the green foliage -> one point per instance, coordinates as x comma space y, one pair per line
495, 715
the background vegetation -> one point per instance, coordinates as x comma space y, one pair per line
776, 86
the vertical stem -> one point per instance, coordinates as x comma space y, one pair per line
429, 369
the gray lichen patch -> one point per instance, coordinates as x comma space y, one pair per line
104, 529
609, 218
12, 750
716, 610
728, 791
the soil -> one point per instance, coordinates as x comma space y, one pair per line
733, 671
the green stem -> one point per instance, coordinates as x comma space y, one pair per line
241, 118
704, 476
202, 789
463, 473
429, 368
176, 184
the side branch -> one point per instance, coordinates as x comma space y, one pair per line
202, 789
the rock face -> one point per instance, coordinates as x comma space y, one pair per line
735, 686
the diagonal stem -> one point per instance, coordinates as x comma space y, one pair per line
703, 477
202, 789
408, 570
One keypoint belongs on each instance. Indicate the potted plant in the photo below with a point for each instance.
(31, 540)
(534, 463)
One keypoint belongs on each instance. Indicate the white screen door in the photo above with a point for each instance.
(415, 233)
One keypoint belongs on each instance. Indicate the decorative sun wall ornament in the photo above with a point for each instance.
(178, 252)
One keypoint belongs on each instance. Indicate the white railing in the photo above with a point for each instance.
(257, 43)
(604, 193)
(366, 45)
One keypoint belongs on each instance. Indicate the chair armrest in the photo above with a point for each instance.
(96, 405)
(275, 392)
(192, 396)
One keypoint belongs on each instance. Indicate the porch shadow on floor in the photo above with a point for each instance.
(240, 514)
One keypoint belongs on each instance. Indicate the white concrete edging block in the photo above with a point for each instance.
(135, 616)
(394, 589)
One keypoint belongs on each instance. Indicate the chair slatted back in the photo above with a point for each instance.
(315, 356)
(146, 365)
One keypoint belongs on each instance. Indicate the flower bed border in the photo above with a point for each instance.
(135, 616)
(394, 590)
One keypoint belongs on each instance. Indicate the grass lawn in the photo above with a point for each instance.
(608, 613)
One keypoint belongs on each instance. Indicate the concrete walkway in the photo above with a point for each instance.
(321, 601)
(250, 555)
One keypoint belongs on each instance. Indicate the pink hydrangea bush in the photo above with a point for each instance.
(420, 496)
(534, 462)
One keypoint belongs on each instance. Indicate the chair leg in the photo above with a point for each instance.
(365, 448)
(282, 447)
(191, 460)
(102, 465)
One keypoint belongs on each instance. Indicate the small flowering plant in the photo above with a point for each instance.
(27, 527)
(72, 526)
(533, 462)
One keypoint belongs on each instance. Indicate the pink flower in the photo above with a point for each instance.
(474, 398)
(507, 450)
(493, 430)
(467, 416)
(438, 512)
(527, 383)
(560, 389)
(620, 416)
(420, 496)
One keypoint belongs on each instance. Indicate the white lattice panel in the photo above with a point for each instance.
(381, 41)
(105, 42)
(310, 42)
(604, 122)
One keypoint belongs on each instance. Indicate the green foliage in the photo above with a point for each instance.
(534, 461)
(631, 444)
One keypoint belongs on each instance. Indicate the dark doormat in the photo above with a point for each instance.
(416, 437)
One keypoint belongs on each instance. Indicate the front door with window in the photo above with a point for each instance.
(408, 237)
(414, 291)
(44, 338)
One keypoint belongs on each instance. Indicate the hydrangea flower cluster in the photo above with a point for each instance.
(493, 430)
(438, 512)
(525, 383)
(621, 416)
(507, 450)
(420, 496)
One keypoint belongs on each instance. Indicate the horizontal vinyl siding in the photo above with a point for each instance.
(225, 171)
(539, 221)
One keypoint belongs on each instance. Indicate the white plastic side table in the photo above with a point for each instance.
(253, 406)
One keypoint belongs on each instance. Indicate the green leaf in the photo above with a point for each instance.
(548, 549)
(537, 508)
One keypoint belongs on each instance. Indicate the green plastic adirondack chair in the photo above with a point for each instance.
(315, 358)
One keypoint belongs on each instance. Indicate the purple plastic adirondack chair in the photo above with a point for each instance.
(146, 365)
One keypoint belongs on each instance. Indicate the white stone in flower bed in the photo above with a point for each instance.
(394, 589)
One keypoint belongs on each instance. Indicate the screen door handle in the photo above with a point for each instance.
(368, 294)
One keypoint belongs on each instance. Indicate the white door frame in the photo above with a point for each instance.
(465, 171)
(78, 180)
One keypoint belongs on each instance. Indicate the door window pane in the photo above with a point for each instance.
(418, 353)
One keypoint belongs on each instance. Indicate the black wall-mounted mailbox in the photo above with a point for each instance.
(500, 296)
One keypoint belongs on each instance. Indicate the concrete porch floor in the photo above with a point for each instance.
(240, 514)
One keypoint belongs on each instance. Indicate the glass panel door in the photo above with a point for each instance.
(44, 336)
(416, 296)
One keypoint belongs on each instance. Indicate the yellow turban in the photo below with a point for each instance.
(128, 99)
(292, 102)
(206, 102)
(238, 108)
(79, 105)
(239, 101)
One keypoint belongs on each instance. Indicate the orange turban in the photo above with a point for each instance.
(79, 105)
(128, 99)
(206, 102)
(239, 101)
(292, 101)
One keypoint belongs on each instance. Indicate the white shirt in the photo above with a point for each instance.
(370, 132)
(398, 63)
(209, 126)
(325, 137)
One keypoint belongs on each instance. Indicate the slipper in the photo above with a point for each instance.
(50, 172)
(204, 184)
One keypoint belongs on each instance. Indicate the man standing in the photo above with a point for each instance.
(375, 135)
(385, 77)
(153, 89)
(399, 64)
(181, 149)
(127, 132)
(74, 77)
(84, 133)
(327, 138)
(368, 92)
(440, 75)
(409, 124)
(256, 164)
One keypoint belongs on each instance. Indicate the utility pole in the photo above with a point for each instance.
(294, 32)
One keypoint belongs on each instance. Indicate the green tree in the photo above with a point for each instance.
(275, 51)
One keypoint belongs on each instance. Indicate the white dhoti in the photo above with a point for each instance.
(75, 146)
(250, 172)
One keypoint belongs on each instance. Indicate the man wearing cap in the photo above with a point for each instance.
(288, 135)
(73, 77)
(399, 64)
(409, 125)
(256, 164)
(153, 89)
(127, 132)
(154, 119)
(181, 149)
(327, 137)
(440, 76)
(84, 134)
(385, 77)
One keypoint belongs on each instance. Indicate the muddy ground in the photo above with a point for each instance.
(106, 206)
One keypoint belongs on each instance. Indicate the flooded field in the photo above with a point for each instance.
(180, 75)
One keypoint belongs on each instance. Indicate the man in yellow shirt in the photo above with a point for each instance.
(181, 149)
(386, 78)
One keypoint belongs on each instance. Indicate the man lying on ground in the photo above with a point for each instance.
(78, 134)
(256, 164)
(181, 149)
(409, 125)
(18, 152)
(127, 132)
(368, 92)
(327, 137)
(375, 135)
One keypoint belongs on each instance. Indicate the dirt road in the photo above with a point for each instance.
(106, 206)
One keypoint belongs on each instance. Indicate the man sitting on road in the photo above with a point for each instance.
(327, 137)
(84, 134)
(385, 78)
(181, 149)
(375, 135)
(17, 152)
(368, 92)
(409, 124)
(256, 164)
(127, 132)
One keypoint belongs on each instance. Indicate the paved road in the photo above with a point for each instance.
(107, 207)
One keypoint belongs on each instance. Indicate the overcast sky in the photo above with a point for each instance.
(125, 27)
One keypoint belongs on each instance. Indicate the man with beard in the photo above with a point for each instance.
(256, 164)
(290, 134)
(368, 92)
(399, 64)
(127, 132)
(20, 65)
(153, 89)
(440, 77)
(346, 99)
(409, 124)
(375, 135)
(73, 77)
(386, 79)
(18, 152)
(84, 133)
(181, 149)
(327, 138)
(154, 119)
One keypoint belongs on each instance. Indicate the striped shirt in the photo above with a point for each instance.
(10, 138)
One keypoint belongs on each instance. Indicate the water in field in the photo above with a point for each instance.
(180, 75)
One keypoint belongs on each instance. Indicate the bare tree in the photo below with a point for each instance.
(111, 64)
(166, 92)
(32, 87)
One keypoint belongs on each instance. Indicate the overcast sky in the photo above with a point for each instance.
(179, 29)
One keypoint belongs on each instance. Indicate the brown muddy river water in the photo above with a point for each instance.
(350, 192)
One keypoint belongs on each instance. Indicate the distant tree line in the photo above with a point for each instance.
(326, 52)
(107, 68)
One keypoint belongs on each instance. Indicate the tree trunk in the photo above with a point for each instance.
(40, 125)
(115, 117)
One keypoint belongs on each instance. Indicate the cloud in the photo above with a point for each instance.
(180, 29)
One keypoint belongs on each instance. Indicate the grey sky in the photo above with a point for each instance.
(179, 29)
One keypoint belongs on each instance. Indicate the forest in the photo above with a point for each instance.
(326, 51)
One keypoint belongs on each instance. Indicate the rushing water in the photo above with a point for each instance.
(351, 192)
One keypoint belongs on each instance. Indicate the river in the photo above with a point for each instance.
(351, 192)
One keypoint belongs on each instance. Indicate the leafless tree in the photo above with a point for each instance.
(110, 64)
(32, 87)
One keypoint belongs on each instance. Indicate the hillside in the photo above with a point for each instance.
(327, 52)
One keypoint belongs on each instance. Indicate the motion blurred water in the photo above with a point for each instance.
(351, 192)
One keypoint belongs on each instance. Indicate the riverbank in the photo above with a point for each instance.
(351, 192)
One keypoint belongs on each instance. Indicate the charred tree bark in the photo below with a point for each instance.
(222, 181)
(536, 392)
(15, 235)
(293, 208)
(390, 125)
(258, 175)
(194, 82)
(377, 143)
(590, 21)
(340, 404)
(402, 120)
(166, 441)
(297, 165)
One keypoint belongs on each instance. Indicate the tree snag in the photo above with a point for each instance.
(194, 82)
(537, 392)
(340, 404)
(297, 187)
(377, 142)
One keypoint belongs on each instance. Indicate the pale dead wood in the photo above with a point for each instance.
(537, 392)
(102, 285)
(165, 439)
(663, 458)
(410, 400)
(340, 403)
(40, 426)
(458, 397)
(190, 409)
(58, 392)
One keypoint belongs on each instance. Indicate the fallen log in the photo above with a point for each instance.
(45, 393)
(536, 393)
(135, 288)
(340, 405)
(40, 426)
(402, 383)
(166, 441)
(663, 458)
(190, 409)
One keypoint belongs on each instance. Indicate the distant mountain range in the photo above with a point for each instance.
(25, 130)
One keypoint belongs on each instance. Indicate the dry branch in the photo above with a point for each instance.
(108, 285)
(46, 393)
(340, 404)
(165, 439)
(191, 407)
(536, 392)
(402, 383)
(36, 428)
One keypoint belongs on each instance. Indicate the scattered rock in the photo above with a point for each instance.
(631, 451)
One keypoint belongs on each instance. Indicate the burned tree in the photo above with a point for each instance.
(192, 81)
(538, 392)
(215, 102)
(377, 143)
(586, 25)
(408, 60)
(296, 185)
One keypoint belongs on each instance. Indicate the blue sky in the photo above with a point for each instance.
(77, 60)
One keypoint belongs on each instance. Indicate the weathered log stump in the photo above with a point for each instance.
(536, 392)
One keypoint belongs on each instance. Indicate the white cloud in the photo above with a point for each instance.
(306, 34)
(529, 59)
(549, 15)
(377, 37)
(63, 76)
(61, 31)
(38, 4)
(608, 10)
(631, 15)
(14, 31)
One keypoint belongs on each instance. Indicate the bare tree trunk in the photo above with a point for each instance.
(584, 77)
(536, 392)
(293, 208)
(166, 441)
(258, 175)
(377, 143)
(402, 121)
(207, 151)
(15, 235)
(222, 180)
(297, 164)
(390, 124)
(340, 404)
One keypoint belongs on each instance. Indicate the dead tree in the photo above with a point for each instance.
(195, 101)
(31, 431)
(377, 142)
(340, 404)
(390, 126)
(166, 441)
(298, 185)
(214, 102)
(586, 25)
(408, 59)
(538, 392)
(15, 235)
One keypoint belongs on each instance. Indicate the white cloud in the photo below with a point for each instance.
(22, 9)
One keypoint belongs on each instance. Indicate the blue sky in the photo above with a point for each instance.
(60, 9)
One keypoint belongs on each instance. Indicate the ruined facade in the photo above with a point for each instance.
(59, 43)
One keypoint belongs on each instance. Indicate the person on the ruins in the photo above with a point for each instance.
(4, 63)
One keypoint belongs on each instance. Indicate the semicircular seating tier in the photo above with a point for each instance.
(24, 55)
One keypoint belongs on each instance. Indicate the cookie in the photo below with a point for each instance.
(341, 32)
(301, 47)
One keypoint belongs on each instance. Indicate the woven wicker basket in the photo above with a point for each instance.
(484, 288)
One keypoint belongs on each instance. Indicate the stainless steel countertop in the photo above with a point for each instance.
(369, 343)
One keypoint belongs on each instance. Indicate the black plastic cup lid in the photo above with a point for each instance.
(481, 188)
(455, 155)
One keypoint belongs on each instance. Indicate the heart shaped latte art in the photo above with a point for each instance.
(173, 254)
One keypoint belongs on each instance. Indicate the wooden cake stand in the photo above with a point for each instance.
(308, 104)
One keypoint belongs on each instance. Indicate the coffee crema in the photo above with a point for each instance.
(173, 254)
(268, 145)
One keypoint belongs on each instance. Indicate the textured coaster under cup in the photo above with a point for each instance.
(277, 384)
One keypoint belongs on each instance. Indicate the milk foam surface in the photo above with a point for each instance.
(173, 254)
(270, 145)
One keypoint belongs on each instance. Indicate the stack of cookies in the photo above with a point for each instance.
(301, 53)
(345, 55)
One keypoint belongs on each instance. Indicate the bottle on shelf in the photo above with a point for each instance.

|---|

Your goal:
From the line containing "One keypoint belongs on each instance. Indicate the cookie" to the last line of the records above, please write out every line exactly and add nothing.

Expected answer:
One keypoint belongs on each instance. Indicate the cookie in the photo below with a point for each instance.
(341, 32)
(301, 47)
One keypoint belongs on each instance. Indicate the woven wicker basket in the photo above with a point for each instance.
(484, 288)
One keypoint belongs on each instance. Indicate the stainless steel countertop in the photo above with a point for each instance.
(369, 343)
One keypoint belongs on each instance. Indicate the black plastic cup lid in the photo above with a point for each instance.
(481, 188)
(455, 155)
One keypoint belongs on each instance. Indicate the heart shaped latte art in the photo above with a point for each instance.
(173, 254)
One keypoint belongs on each instance. Indicate the wooden cake stand in the photo above with a point for each instance.
(308, 104)
One keypoint belongs on each instance. Indicate the coffee crema in the photo above with a point for each instance.
(173, 254)
(268, 145)
One keypoint belongs on each instance. Indicate the textured coaster under cup in the photo above with a point for each instance.
(277, 384)
One keypoint belongs on each instance. Indicate the milk foam surface in the photo above with a point for each instance.
(173, 254)
(270, 145)
One keypoint belongs on each instance. Indicate the stack of cookies in the photo above with a point for each instance.
(301, 53)
(345, 55)
One keypoint belongs on each instance. Indicate the bottle on shelf in the photo above with a point for each instance.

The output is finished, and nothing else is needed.